◆ TASK TO COMPLETE:
Rewrite the part of the records that opens with the line containing "In this exercise you will pick out the green stem" and runs through the end of the records, replacing "green stem" with "leafy stalk" and changing nothing else. Leave the pictures out of your answer.

◆ Items from a data source:

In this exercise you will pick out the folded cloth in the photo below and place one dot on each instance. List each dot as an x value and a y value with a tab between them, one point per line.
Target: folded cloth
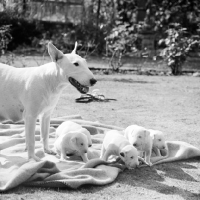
15	169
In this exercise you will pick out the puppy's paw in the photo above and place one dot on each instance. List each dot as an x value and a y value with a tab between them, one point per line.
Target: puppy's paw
35	158
50	151
150	164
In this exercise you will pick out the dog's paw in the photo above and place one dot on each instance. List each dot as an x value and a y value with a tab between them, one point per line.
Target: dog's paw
35	158
50	151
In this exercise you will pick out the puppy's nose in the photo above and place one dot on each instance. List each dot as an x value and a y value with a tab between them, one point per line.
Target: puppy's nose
92	81
135	144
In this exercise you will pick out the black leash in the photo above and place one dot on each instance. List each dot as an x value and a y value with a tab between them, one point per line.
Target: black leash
87	98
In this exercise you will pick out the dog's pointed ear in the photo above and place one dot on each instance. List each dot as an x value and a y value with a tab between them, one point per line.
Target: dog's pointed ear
75	48
122	154
74	139
54	53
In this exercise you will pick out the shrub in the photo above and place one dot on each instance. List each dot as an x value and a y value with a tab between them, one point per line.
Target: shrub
178	45
5	38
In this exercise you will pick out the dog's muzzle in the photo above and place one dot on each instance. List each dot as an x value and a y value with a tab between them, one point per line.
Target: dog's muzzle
81	88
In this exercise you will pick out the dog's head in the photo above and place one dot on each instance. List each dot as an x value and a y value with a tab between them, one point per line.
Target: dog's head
139	137
87	133
129	155
80	142
158	139
73	68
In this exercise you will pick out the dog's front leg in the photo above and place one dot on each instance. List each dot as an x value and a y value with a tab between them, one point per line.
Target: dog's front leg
30	123
44	132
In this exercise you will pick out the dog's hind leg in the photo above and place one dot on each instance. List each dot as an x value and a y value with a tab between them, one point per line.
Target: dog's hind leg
30	123
44	132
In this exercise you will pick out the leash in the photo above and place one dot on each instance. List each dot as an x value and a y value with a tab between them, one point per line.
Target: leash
87	98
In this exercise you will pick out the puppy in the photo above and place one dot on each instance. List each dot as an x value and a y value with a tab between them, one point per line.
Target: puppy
140	138
68	126
31	93
158	141
72	143
115	143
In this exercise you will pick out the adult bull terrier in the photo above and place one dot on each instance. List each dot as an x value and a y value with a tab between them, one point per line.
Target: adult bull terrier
115	143
68	126
72	143
140	138
30	93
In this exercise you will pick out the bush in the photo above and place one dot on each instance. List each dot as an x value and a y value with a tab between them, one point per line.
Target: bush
178	45
21	30
5	38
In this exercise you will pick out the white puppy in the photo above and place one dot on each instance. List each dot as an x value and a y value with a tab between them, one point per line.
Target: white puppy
158	141
115	143
72	143
140	138
27	93
68	126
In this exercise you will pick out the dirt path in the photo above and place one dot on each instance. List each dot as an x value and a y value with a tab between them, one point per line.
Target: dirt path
170	104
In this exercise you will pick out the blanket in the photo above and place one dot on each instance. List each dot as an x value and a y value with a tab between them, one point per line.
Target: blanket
16	170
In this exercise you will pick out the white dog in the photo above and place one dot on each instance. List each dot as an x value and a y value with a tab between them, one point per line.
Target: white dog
72	143
140	138
31	92
68	126
158	141
115	143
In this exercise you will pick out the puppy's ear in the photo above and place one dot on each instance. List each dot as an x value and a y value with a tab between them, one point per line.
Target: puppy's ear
122	154
75	48
54	53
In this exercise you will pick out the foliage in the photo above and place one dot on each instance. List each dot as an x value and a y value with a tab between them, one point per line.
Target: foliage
184	12
5	38
178	45
22	30
122	38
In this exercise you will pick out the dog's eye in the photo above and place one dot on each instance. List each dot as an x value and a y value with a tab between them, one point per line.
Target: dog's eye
76	64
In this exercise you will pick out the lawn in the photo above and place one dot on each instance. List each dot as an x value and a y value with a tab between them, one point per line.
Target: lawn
167	103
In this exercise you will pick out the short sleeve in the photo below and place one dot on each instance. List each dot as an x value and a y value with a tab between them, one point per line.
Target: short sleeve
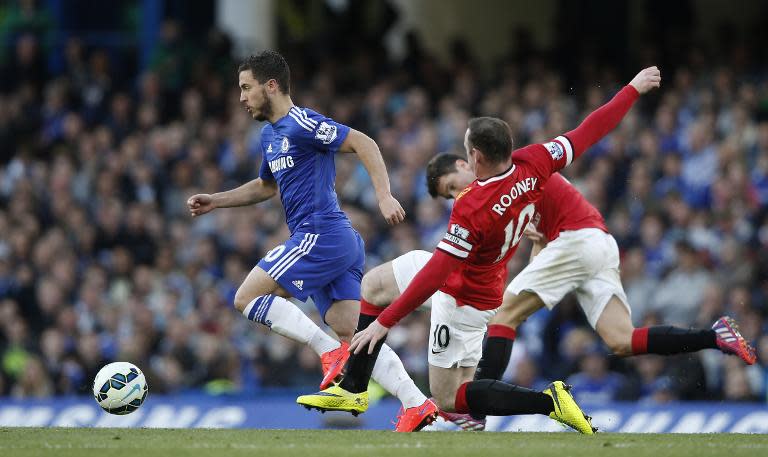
265	172
323	133
461	237
548	158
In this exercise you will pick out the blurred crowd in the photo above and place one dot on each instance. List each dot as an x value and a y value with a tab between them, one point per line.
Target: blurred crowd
100	261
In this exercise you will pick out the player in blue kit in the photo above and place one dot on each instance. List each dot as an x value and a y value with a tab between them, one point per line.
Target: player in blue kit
324	256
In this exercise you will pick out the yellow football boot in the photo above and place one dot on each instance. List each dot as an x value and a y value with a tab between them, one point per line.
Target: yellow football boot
335	398
566	410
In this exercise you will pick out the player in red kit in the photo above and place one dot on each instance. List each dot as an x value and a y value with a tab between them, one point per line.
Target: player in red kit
575	253
469	266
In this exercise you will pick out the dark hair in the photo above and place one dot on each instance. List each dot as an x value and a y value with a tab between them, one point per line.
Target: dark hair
268	65
439	166
492	137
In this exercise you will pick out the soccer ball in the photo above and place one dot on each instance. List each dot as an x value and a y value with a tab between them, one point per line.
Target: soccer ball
120	388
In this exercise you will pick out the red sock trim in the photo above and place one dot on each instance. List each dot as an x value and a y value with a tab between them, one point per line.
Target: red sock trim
501	331
640	341
369	309
460	404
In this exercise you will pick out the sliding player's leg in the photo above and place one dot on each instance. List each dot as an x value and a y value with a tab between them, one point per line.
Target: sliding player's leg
379	285
615	328
605	304
456	340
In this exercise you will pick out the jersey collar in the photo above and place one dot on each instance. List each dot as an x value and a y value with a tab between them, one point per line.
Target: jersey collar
497	177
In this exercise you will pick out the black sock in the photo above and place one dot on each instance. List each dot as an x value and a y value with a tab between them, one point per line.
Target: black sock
496	353
667	340
360	366
496	398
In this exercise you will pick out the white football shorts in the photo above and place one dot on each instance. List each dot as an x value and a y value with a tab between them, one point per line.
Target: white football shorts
456	332
585	262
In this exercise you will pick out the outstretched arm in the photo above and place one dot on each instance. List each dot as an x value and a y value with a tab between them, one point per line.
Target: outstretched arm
608	116
369	154
252	192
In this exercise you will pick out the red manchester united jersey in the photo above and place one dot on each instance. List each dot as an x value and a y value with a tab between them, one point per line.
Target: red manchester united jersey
488	220
562	208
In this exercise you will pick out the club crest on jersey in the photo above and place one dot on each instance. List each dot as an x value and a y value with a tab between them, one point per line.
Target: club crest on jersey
459	231
555	150
325	133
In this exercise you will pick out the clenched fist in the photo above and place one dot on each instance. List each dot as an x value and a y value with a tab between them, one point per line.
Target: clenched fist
647	79
200	204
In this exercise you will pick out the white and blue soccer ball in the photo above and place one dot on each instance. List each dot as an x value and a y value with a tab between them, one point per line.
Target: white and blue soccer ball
120	388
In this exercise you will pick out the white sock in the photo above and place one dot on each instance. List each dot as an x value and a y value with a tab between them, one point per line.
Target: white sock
285	318
390	373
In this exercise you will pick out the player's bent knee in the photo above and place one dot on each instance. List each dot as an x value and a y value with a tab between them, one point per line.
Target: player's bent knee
241	300
374	288
370	286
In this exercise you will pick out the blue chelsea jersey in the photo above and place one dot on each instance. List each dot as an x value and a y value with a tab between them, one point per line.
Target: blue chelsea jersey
298	152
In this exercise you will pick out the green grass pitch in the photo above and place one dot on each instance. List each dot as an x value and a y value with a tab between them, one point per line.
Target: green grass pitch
24	442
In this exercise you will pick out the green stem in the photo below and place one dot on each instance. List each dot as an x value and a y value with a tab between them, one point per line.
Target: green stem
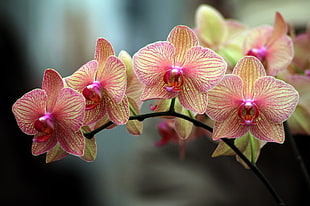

◆ RESPONSE FOR THIS EXERCISE:
In this exercise you will pick out the leafy stalk in the photo below and place one dot on each instance. List each dot as an x value and a y value with a tab between them, one point per line.
Target: leafy stalk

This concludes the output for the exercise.